# Page text
++++

Remember that the function returns the inverse of the permeability tensor.

With a significantly higher mesh resolution, we can visualize this, here with x- and y-velocity:

It is obvious how fluids flow essentially only along the middle line, and not anywhere else.

Another possibility would be to use a random permeability field. A simple way to achieve this would be to scatter a number of centers around the domain and then use a permeability field that is the sum of (negative) exponentials for each of these centers. Flow would then try to hop from one center of high permeability to the next one. This is an entirely unscientific attempt at describing a random medium, but one possibility to implement this behavior would look like this:

template <int dim>
class KInverse : public TensorFunction<2,dim>
{
  public:
    KInverse ();
    virtual void value_list (const std::vector<Point<dim> > &points,
                             std::vector<Tensor<2,dim> >    &values) const;
  private:
    std::vector<Point<dim> > centers;
};
template <int dim>
KInverse<dim>::KInverse ()

++++

# Exercise
Continue the text on permeability fields from the point where it stops.

# Data shown
++++

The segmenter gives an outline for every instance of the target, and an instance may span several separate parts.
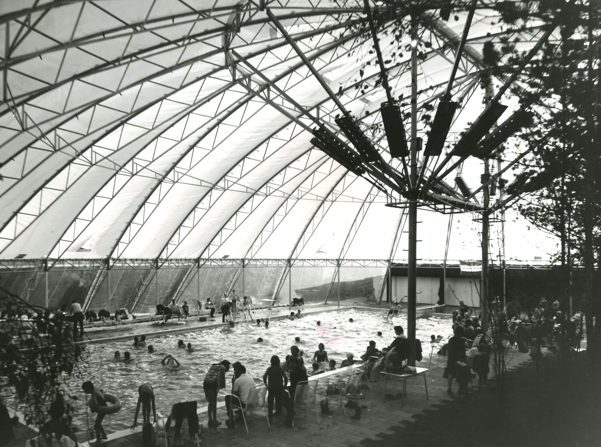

++++

# Exercise output
{
  const unsigned int N = 40;
  centers.resize (N);
  for (unsigned int i=0; i<N; ++i)
    for (unsigned int d=0; d<dim; ++d)
      centers[i][d] = 2.*rand()/RAND_MAX-1;
}
template <int dim>
void
KInverse<dim>::value_list (const std::vector<Point<dim> > &points,
                           std::vector<Tensor<2,dim> >    &values) const
{
  Assert (points.size() == values.size(),
          ExcDimensionMismatch (points.size(), values.size()));
  for (unsigned int p=0; p<points.size(); ++p)
    {
      values[p].clear ();
      double permeability = 0;
      for (unsigned int i=0; i<centers.size(); ++i)
        permeability += std::exp(-(points[p]-centers[i]).square()
                                 / (0.1 * 0.1));
      const double normalized_permeability
        = std::max(permeability, 0.005);
      for (unsigned int d=0; d<dim; ++d)
        values[p][d][d] = 1./normalized_permeability;
    }
}

A piecewise constant interpolation of the diagonal elements of the inverse of this tensor (i.e., of normalized_permeability) looks as follows:

With a permeability field like this, we would get x-velocities and pressures as follows:

We will use these permeability fields again in step-21 and step-43.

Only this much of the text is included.